Boundary labeling records
==========

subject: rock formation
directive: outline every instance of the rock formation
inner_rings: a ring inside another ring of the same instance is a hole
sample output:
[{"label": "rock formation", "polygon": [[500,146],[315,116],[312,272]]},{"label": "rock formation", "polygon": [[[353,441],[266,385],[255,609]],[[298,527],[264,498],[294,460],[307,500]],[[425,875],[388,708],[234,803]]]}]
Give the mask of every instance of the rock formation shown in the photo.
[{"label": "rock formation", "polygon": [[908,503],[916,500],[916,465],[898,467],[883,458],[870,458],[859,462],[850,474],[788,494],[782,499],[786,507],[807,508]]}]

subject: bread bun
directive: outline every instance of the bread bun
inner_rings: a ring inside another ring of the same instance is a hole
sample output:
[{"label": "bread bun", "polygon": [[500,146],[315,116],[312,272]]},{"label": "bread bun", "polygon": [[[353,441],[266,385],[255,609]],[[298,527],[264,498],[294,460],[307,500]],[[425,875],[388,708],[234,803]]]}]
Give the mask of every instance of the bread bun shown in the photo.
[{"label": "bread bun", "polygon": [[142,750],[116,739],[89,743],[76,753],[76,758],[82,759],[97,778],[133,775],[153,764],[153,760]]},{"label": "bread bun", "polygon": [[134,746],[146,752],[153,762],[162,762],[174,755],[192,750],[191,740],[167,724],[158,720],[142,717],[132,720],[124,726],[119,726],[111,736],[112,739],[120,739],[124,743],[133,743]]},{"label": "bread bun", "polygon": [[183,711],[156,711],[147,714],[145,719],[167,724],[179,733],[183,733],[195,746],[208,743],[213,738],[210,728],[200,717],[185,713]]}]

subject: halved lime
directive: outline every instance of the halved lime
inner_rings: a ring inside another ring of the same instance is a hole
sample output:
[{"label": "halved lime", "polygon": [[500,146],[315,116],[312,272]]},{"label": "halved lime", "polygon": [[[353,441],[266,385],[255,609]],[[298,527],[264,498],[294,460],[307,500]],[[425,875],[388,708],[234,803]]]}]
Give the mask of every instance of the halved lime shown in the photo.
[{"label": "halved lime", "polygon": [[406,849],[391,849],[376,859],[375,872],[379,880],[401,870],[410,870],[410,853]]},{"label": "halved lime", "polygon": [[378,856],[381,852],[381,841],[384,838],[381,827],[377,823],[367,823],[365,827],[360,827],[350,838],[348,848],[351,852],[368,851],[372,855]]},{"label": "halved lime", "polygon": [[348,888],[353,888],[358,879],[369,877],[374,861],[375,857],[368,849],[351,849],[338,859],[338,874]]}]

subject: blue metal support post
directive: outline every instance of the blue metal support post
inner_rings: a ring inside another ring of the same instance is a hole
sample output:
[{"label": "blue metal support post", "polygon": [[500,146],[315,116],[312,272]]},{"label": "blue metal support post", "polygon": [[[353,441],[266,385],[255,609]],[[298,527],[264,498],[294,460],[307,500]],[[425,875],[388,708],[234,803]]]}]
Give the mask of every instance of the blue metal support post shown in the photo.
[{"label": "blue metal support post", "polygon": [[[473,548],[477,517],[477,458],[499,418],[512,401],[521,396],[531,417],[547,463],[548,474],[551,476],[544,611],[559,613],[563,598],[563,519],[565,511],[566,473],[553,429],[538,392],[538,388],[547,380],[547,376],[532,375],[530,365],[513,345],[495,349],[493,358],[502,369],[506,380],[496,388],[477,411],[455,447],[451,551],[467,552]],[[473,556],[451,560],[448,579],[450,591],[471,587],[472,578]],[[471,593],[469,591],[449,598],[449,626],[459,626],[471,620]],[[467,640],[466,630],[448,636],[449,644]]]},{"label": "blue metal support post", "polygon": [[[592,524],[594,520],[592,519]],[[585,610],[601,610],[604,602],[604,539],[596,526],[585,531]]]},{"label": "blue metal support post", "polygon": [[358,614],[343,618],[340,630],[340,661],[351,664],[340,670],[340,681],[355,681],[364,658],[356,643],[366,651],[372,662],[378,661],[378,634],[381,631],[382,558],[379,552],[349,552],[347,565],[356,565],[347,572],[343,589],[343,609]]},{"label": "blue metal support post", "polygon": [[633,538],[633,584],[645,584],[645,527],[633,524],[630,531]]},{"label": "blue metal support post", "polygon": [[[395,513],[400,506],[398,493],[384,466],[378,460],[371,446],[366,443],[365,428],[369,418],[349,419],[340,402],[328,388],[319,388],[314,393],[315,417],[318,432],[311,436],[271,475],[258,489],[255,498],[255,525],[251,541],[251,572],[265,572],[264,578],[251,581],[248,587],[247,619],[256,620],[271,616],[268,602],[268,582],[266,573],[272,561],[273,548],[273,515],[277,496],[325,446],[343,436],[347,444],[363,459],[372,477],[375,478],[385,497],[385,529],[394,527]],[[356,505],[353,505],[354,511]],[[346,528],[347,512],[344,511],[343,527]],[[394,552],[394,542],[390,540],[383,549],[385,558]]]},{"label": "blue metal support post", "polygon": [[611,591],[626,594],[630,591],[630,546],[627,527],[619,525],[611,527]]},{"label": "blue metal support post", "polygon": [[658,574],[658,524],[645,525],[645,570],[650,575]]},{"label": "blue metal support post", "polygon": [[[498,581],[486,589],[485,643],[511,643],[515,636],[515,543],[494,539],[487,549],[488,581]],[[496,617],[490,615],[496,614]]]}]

==========

Copy all of the records above word for word, with nothing left out or changed.

subject: rock formation
directive: outline every instance of the rock formation
inner_rings: a ring inside another ring of the same instance is a hole
sample output:
[{"label": "rock formation", "polygon": [[500,146],[315,116],[312,272]]},{"label": "rock formation", "polygon": [[[353,441],[266,385],[255,609]],[[298,527],[264,498],[294,460],[307,500]],[[425,875],[388,708],[234,803]]]}]
Give the mask of every instance of the rock formation shown in the photo.
[{"label": "rock formation", "polygon": [[908,503],[916,500],[916,465],[898,467],[883,458],[870,458],[859,462],[850,474],[788,494],[782,499],[786,507],[807,508]]}]

subject: bread bun
directive: outline every instance of the bread bun
inner_rings: a ring inside another ring of the same instance is a hole
sample output:
[{"label": "bread bun", "polygon": [[500,146],[315,116],[312,272]]},{"label": "bread bun", "polygon": [[[353,441],[266,385],[255,609]],[[298,527],[264,498],[294,460],[307,500]],[[425,875],[388,708],[234,803]]]}]
Give the mask of every instance of the bread bun shown in the photo.
[{"label": "bread bun", "polygon": [[142,750],[116,739],[89,743],[76,753],[76,758],[82,759],[97,778],[133,775],[153,764],[153,760]]},{"label": "bread bun", "polygon": [[134,746],[146,752],[153,762],[162,762],[174,755],[192,750],[191,740],[167,724],[158,720],[142,717],[132,720],[124,726],[119,726],[111,736],[112,739],[120,739],[124,743],[133,743]]},{"label": "bread bun", "polygon": [[183,711],[156,711],[147,714],[145,719],[167,724],[179,733],[183,733],[195,746],[208,743],[213,738],[210,728],[200,717],[185,713]]}]

subject: halved lime
directive: outline every instance of the halved lime
inner_rings: a ring inside another ring of the same instance is a hole
sample output:
[{"label": "halved lime", "polygon": [[500,146],[315,116],[312,272]]},{"label": "halved lime", "polygon": [[[353,441],[266,385],[255,609]],[[298,527],[264,498],[294,460],[307,500]],[[425,875],[388,708],[234,803]]]}]
Give the mask of every instance of the halved lime shown in the photo.
[{"label": "halved lime", "polygon": [[406,849],[391,849],[376,859],[375,872],[379,880],[401,870],[410,870],[410,853]]},{"label": "halved lime", "polygon": [[378,856],[381,852],[381,841],[384,838],[381,827],[377,823],[367,823],[365,827],[360,827],[350,838],[348,848],[351,852],[368,851],[372,855]]},{"label": "halved lime", "polygon": [[348,888],[353,888],[358,879],[369,877],[374,861],[375,857],[368,849],[351,849],[338,859],[338,874]]}]

subject: blue metal support post
directive: outline every instance of the blue metal support post
inner_rings: a ring inside another ring of the same instance is a hole
sample output:
[{"label": "blue metal support post", "polygon": [[500,146],[315,116],[312,272]]},{"label": "blue metal support post", "polygon": [[[353,441],[266,385],[255,609]],[[298,527],[264,498],[294,460],[307,500]],[[425,875],[388,708],[234,803]]]}]
Give the mask of every instance of the blue metal support post shown in the photo.
[{"label": "blue metal support post", "polygon": [[[473,548],[477,517],[477,458],[499,418],[512,401],[521,396],[531,417],[547,463],[548,474],[551,476],[544,611],[559,613],[563,598],[563,519],[565,511],[566,473],[553,429],[538,392],[538,388],[547,380],[547,376],[532,375],[530,365],[513,345],[495,349],[493,358],[502,369],[506,380],[496,388],[477,411],[455,447],[451,551],[467,552]],[[473,556],[451,560],[448,579],[450,591],[471,587],[472,578]],[[471,593],[469,591],[449,598],[449,626],[459,626],[471,620]],[[467,640],[466,630],[448,636],[449,644]]]},{"label": "blue metal support post", "polygon": [[[592,524],[594,520],[592,519]],[[585,610],[601,610],[604,602],[604,539],[596,526],[585,531]]]},{"label": "blue metal support post", "polygon": [[358,614],[343,618],[340,630],[340,661],[351,664],[340,670],[340,681],[355,681],[364,658],[356,643],[366,651],[372,662],[378,661],[378,634],[381,631],[382,558],[379,552],[349,552],[347,565],[356,565],[347,572],[343,589],[343,609]]},{"label": "blue metal support post", "polygon": [[633,538],[633,584],[645,584],[645,527],[633,524],[630,531]]},{"label": "blue metal support post", "polygon": [[[395,513],[400,506],[398,493],[384,466],[378,460],[371,446],[366,443],[365,428],[369,418],[349,419],[340,402],[328,388],[319,388],[314,393],[315,417],[318,432],[311,436],[271,475],[258,489],[255,498],[255,525],[251,541],[251,572],[265,572],[264,578],[251,581],[248,587],[247,619],[256,620],[271,616],[268,602],[268,582],[266,573],[272,561],[273,548],[273,515],[277,496],[325,446],[343,436],[347,444],[363,459],[372,477],[375,478],[385,497],[385,529],[394,527]],[[356,505],[353,505],[354,511]],[[346,528],[347,512],[344,511],[343,527]],[[394,552],[394,542],[390,540],[383,549],[385,558]]]},{"label": "blue metal support post", "polygon": [[611,591],[626,594],[630,591],[630,546],[627,527],[619,525],[611,527]]},{"label": "blue metal support post", "polygon": [[658,574],[658,524],[645,525],[645,570],[650,575]]},{"label": "blue metal support post", "polygon": [[[498,581],[486,589],[485,643],[511,643],[515,636],[515,543],[494,539],[487,549],[488,581]],[[496,617],[490,615],[496,614]]]}]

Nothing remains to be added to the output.